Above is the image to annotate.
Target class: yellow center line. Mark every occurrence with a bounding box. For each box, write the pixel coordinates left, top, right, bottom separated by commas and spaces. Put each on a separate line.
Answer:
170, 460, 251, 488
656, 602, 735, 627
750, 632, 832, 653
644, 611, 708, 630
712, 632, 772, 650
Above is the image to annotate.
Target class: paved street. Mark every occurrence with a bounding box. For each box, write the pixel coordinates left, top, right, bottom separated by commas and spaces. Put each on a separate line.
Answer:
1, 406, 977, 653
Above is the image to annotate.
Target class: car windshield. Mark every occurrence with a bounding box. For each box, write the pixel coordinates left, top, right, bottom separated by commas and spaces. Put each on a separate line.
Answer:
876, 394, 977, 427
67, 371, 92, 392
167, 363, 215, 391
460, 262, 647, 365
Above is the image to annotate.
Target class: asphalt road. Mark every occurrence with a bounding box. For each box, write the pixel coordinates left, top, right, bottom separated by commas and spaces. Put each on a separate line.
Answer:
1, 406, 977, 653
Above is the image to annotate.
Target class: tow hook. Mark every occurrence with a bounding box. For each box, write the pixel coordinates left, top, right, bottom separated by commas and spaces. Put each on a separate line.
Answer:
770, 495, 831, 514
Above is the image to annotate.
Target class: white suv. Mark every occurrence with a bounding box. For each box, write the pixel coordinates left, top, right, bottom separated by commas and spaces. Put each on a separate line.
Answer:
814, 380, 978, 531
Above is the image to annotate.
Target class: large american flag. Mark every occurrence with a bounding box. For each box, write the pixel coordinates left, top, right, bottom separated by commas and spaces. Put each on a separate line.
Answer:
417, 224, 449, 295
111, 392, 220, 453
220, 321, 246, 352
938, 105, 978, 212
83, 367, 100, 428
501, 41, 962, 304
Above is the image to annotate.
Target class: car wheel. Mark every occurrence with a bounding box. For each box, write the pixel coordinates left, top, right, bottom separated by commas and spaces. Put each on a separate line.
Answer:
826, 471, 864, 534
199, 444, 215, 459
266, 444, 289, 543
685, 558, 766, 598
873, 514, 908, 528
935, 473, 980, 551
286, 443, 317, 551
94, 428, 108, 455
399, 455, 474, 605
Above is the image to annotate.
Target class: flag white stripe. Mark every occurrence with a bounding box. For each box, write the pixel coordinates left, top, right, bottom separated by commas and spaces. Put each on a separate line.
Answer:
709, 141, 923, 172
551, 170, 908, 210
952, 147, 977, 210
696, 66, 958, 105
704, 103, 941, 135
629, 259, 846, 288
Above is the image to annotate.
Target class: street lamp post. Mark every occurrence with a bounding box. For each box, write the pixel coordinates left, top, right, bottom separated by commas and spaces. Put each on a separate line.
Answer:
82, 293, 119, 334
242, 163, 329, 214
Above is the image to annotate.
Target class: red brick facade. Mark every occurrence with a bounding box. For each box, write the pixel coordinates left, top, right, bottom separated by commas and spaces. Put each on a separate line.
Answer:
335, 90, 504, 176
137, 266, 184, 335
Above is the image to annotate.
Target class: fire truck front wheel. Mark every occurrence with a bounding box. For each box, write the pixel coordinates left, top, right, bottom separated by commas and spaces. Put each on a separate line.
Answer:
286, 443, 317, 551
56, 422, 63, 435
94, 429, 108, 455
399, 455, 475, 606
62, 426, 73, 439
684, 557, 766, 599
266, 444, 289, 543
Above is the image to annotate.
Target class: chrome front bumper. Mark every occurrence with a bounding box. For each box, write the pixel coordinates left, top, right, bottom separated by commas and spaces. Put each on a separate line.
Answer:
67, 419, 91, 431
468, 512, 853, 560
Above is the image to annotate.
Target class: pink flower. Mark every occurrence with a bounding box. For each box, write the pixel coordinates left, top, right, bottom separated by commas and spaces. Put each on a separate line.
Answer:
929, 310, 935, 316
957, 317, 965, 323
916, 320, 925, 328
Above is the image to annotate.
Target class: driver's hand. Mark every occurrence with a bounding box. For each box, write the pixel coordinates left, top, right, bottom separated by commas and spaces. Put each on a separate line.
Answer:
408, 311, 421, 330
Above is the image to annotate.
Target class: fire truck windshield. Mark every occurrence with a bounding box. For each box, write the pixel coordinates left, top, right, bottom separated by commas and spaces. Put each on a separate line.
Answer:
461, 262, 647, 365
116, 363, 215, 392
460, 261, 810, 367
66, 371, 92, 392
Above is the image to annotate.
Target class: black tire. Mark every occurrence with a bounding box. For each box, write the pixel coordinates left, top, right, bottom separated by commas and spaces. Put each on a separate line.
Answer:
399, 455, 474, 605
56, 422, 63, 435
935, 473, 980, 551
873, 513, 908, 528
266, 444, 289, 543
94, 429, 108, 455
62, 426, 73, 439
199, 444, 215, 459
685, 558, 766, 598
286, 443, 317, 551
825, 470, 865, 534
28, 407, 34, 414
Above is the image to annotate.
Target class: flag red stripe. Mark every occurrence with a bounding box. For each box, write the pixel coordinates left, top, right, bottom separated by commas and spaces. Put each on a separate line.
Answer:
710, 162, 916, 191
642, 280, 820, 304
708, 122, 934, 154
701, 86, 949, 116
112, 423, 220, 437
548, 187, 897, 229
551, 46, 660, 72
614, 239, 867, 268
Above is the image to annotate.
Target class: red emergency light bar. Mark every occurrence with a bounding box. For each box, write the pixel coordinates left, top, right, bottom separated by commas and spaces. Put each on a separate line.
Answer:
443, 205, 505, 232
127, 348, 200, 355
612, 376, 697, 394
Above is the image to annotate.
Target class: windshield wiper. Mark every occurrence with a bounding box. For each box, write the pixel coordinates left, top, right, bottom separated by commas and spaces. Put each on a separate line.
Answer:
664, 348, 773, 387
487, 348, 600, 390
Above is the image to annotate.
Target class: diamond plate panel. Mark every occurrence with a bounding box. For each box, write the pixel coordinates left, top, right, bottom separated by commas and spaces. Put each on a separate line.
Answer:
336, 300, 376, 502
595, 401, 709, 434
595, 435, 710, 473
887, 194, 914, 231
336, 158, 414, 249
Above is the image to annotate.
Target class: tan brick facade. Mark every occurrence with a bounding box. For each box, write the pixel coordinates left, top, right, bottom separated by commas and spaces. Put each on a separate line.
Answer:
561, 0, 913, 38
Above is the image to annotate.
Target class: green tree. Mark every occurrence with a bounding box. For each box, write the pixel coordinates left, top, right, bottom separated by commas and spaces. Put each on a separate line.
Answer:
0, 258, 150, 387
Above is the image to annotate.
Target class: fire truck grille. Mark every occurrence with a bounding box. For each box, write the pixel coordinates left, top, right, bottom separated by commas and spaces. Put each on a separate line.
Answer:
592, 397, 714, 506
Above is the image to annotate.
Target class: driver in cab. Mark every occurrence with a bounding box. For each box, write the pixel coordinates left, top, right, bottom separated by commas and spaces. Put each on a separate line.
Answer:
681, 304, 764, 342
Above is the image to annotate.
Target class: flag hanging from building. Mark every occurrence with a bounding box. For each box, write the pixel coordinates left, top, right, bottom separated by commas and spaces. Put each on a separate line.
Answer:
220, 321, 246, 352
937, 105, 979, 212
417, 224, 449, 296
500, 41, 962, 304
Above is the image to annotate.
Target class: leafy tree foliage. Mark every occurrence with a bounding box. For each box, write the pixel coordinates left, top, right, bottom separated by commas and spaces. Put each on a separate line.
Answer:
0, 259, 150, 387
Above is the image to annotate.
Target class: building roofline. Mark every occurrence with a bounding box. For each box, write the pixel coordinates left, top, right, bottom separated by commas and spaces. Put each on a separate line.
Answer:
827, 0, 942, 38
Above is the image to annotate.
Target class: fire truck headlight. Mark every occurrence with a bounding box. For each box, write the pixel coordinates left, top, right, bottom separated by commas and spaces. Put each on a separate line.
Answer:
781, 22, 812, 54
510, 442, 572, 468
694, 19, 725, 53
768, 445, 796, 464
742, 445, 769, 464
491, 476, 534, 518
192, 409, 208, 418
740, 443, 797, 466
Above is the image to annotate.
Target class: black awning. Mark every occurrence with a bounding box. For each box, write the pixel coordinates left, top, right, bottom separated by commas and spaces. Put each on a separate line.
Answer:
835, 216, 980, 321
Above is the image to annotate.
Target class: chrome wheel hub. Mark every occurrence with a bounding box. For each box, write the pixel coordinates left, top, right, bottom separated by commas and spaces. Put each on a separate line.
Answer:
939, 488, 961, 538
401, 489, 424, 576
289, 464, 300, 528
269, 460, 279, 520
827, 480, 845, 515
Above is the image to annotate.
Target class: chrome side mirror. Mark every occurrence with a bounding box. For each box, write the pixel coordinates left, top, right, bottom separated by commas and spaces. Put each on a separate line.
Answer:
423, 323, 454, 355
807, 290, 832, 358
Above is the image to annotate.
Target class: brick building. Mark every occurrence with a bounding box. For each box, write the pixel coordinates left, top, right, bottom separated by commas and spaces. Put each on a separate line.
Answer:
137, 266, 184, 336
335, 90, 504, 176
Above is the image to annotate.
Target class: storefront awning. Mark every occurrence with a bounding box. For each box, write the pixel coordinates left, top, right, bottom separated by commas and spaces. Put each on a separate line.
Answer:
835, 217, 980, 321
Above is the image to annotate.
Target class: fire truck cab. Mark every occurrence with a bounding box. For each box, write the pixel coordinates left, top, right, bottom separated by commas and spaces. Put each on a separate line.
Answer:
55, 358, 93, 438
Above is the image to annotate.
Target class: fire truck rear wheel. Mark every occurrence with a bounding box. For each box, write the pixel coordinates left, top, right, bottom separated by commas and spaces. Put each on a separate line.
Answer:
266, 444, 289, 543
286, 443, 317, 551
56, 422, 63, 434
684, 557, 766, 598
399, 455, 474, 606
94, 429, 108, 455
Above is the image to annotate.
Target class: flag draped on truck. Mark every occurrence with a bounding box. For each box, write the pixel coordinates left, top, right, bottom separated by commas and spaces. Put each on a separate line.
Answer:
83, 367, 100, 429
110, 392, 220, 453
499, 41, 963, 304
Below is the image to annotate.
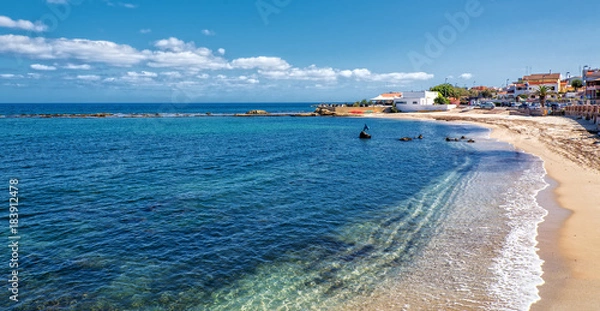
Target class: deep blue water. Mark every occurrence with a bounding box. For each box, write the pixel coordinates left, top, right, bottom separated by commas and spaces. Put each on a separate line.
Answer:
0, 104, 541, 310
0, 103, 315, 116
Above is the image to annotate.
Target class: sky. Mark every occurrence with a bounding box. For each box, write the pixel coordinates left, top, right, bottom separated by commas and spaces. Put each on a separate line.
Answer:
0, 0, 598, 103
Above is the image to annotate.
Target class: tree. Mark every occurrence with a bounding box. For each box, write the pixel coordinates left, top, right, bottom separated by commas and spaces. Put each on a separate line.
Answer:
571, 79, 583, 91
535, 85, 551, 107
430, 83, 457, 98
480, 89, 494, 99
360, 99, 369, 106
434, 95, 450, 105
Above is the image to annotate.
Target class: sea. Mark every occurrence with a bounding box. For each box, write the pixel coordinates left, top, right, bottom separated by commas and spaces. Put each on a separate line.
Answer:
0, 103, 548, 311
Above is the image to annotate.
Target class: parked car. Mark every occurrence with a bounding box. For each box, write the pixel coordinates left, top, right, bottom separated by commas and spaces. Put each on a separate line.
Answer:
518, 103, 529, 109
479, 102, 495, 109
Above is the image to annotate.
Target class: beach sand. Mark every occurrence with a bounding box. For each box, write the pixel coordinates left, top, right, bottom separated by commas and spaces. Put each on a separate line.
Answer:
368, 108, 600, 310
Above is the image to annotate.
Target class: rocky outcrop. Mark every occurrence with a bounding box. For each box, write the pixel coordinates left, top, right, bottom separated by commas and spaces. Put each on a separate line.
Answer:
399, 137, 413, 141
246, 110, 269, 115
315, 107, 336, 116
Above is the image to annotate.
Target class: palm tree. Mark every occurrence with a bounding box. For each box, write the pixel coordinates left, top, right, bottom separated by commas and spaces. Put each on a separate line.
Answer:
535, 85, 551, 108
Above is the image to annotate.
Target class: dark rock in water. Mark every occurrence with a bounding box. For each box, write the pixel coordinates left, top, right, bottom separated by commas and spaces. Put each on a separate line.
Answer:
206, 112, 212, 115
359, 131, 371, 139
460, 136, 466, 140
399, 137, 413, 141
467, 139, 475, 143
417, 134, 423, 139
445, 137, 459, 142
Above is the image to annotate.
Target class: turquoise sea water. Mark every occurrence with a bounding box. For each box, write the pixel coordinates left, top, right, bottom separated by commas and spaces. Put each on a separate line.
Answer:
0, 104, 547, 310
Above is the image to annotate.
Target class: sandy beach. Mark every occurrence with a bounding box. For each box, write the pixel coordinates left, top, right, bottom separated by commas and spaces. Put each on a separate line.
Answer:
369, 108, 600, 310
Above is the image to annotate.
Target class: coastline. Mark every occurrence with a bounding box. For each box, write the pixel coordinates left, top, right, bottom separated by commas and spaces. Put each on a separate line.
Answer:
369, 109, 600, 309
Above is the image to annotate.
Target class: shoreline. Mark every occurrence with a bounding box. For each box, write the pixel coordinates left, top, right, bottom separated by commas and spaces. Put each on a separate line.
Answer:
369, 110, 600, 309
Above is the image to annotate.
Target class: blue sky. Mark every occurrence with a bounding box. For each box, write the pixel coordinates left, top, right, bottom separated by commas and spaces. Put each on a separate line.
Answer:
0, 0, 598, 103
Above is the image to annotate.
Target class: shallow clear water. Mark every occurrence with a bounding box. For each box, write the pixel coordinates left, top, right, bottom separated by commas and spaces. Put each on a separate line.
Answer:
0, 104, 547, 310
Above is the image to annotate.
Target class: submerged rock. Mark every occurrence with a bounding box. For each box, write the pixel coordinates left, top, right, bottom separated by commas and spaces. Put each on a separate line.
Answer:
399, 137, 413, 141
359, 131, 371, 139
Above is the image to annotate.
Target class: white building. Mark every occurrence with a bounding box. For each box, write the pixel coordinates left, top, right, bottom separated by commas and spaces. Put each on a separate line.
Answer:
371, 91, 455, 112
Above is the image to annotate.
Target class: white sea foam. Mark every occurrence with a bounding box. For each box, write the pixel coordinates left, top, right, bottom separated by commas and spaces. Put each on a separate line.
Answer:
487, 163, 548, 310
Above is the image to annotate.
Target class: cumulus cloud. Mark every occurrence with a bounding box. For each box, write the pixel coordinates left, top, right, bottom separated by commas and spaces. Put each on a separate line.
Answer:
259, 66, 433, 83
231, 56, 291, 71
0, 35, 147, 66
0, 15, 48, 32
459, 73, 473, 79
31, 64, 57, 71
150, 37, 229, 70
0, 34, 435, 89
259, 65, 337, 81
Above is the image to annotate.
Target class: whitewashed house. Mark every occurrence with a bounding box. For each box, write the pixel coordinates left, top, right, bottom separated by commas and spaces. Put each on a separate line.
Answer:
372, 91, 455, 112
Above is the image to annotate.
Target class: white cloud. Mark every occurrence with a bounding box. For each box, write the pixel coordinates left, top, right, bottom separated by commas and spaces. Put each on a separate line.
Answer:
0, 35, 230, 71
31, 64, 57, 71
238, 75, 259, 84
459, 73, 473, 80
0, 34, 434, 89
161, 71, 182, 78
77, 75, 101, 81
105, 1, 138, 8
150, 38, 229, 70
0, 74, 20, 79
64, 63, 92, 70
259, 66, 433, 83
202, 29, 216, 36
27, 73, 42, 79
351, 70, 434, 82
231, 56, 291, 71
259, 65, 337, 81
120, 3, 137, 9
154, 37, 194, 52
0, 15, 48, 32
140, 28, 151, 34
0, 35, 148, 66
126, 71, 157, 78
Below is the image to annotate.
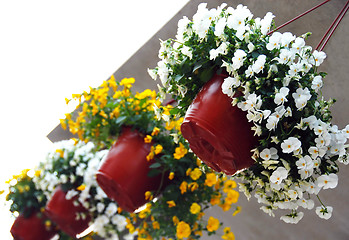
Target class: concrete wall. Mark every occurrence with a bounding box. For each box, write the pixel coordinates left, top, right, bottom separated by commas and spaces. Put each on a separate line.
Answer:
48, 0, 349, 239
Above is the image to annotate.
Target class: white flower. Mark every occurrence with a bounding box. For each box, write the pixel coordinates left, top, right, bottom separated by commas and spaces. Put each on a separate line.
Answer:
281, 32, 295, 48
245, 65, 254, 77
277, 49, 294, 64
94, 215, 110, 233
309, 50, 326, 66
157, 61, 170, 87
260, 12, 275, 35
281, 137, 302, 154
111, 215, 127, 232
316, 173, 338, 189
252, 55, 266, 73
311, 75, 323, 92
270, 166, 288, 185
292, 87, 311, 110
65, 189, 78, 200
280, 212, 304, 224
97, 202, 105, 213
176, 16, 191, 41
274, 87, 289, 105
153, 103, 161, 120
260, 147, 279, 160
105, 203, 118, 217
308, 146, 326, 158
306, 182, 321, 195
247, 42, 255, 52
266, 115, 278, 131
343, 124, 349, 138
192, 3, 216, 39
222, 77, 239, 97
266, 32, 282, 50
296, 155, 314, 170
147, 68, 157, 80
291, 37, 305, 52
297, 198, 314, 210
232, 49, 247, 70
214, 17, 227, 37
180, 46, 193, 59
315, 206, 333, 220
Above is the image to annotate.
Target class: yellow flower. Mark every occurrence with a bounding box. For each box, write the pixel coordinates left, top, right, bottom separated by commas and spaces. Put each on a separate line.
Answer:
146, 147, 155, 161
99, 110, 108, 119
233, 206, 241, 216
152, 221, 160, 229
60, 118, 67, 130
190, 168, 202, 181
179, 181, 188, 194
172, 216, 179, 225
206, 216, 220, 232
225, 189, 239, 204
145, 191, 153, 201
110, 108, 120, 119
222, 227, 235, 240
55, 149, 64, 158
190, 203, 201, 214
108, 75, 118, 91
205, 173, 217, 187
120, 77, 135, 88
210, 193, 221, 205
219, 202, 231, 212
223, 180, 237, 192
173, 143, 188, 159
176, 221, 191, 239
168, 172, 175, 180
151, 127, 160, 136
167, 200, 176, 208
196, 158, 202, 166
188, 182, 199, 192
113, 91, 122, 99
144, 135, 152, 143
154, 144, 163, 155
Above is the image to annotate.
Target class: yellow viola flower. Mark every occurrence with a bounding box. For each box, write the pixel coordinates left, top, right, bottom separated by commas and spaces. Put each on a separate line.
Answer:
146, 148, 155, 161
190, 168, 202, 181
222, 227, 235, 240
219, 202, 231, 212
120, 77, 135, 88
223, 180, 237, 192
77, 184, 86, 191
154, 144, 163, 155
99, 110, 108, 119
167, 200, 176, 208
225, 189, 239, 204
107, 75, 118, 91
206, 216, 220, 232
110, 107, 120, 119
173, 143, 188, 159
113, 91, 122, 99
172, 216, 179, 225
176, 221, 191, 239
55, 149, 64, 158
179, 181, 188, 194
90, 100, 99, 116
60, 119, 67, 130
144, 135, 152, 143
168, 172, 175, 180
190, 203, 201, 215
186, 168, 192, 176
205, 173, 217, 187
145, 191, 153, 201
152, 221, 160, 229
151, 127, 160, 136
210, 193, 221, 206
188, 182, 199, 192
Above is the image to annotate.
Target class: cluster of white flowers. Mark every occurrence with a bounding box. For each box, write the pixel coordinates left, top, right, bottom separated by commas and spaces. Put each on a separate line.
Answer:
150, 3, 348, 223
34, 140, 133, 239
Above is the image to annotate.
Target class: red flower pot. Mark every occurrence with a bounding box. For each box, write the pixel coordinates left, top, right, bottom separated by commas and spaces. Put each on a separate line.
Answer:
45, 186, 91, 238
96, 127, 164, 212
181, 73, 258, 175
10, 210, 57, 240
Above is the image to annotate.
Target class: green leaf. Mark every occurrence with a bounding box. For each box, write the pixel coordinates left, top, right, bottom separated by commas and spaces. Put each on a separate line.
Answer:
149, 162, 161, 169
115, 116, 127, 125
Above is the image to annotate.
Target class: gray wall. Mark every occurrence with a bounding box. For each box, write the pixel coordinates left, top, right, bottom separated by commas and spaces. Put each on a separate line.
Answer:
48, 0, 349, 239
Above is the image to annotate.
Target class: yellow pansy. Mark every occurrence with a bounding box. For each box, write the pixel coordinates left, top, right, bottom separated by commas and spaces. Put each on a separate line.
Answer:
151, 127, 160, 136
154, 144, 163, 155
168, 172, 175, 180
190, 168, 202, 181
222, 227, 235, 240
145, 191, 153, 201
173, 143, 188, 159
188, 182, 199, 192
144, 135, 152, 143
167, 200, 176, 208
120, 77, 135, 88
176, 221, 191, 239
206, 216, 220, 232
225, 189, 239, 204
179, 181, 188, 194
190, 203, 201, 214
223, 180, 237, 192
152, 221, 160, 229
205, 173, 217, 187
233, 206, 241, 216
172, 216, 179, 225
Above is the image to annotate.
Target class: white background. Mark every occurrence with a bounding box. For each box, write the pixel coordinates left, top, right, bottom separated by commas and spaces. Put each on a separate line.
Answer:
0, 0, 189, 239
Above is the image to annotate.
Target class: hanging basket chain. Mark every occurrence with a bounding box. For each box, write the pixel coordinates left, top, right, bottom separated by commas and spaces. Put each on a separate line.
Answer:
316, 0, 349, 51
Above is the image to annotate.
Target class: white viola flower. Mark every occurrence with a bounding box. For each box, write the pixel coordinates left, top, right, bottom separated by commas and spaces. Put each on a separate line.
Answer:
192, 3, 213, 39
260, 147, 279, 160
232, 49, 247, 70
296, 155, 314, 170
226, 6, 249, 32
260, 206, 275, 217
303, 115, 318, 130
105, 203, 118, 217
222, 60, 234, 74
209, 48, 219, 60
297, 198, 314, 210
313, 158, 321, 169
153, 103, 161, 120
285, 106, 292, 117
61, 174, 68, 184
251, 124, 262, 136
209, 42, 228, 60
291, 37, 305, 53
311, 75, 323, 92
111, 215, 127, 232
316, 173, 338, 189
221, 76, 238, 97
176, 16, 190, 41
277, 49, 293, 64
287, 189, 300, 200
298, 167, 313, 179
309, 50, 326, 66
281, 137, 302, 154
288, 63, 302, 76
94, 215, 110, 232
270, 166, 288, 185
343, 124, 349, 138
274, 86, 289, 105
300, 60, 312, 73
266, 115, 278, 131
65, 189, 78, 200
157, 61, 170, 87
266, 32, 282, 50
252, 55, 267, 74
306, 181, 321, 194
330, 144, 346, 156
315, 206, 333, 220
280, 212, 304, 224
281, 32, 296, 48
245, 65, 254, 77
292, 87, 311, 110
97, 202, 105, 213
76, 163, 86, 176
308, 146, 326, 158
214, 17, 227, 37
263, 109, 271, 119
147, 69, 157, 81
246, 93, 262, 110
260, 12, 275, 35
180, 46, 193, 59
247, 42, 255, 53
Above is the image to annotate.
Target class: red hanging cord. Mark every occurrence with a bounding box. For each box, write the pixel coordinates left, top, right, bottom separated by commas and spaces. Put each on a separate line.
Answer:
316, 0, 349, 51
267, 0, 332, 35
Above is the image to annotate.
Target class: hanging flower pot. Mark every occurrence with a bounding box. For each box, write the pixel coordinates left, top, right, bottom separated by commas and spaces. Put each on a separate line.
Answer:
45, 186, 91, 238
10, 210, 57, 240
96, 127, 164, 212
181, 73, 258, 175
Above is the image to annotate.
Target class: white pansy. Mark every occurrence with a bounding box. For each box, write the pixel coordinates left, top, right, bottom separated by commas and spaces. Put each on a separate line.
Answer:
292, 87, 311, 110
306, 182, 321, 195
247, 42, 255, 52
308, 146, 326, 158
311, 75, 323, 92
111, 215, 127, 232
280, 212, 304, 224
291, 37, 305, 52
222, 77, 238, 97
288, 63, 302, 76
232, 49, 247, 70
260, 12, 275, 35
180, 46, 193, 59
277, 49, 293, 64
316, 173, 338, 189
343, 124, 349, 138
66, 189, 78, 200
260, 147, 279, 160
214, 17, 227, 37
245, 65, 254, 77
266, 32, 282, 50
266, 115, 278, 131
281, 32, 295, 48
176, 16, 190, 41
297, 198, 314, 210
270, 166, 288, 185
315, 206, 333, 220
303, 115, 318, 130
281, 137, 302, 154
296, 155, 314, 170
252, 55, 266, 73
309, 50, 326, 66
274, 87, 289, 105
105, 203, 118, 217
157, 61, 170, 87
97, 202, 105, 213
192, 3, 216, 38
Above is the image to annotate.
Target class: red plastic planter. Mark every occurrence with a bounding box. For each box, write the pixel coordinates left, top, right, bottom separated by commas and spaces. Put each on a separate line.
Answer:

######

▶ _TO DO_: Which lines above include the word "truck"? Show each one.

▶ _RESULT BELOW_:
Target class: fire truck front wheel. Mark every occurrence with a bounding box. For each box, write the pixel coordinates left, top, right, bottom separated by commas and spaces. Put each on a separate line.
Target class: fire truck windshield. Mark every occurrence with a bounding box. For each box, write the pixel coordinates left, top, right, bottom separated by commas and spaces. Put each on a separate line.
Target class: fire truck grille. Mark every occurrence with a bounding box. For each box, write the pixel coordinates left, top, right, bottom separated by commas and spaces. Put each on a separate line.
Target class: fire truck headlight. Mark every occurrence with a bounding box. For each box, write the pixel coordinates left, top, right, bottom separated by commas and spaces. Put each on a separate line.
Target class: fire truck cab. Mark every occurrence with a bounding box. For each box, write the pixel coordinates left, top, right, bottom separated by commas and spaces. Put each on a separate line.
Target class: fire truck rear wheel. Mark every occurrence with a bounding box. For each box, write the pixel coordinates left, top, right, bottom separated by commas and spaces. Put each on a separate line.
Target class: flag draped on truck. Mark every occurrence with a bounding box. For each box, write the pixel coordinates left, top, right, bottom separated by commas and spaces. Put each on a separate line.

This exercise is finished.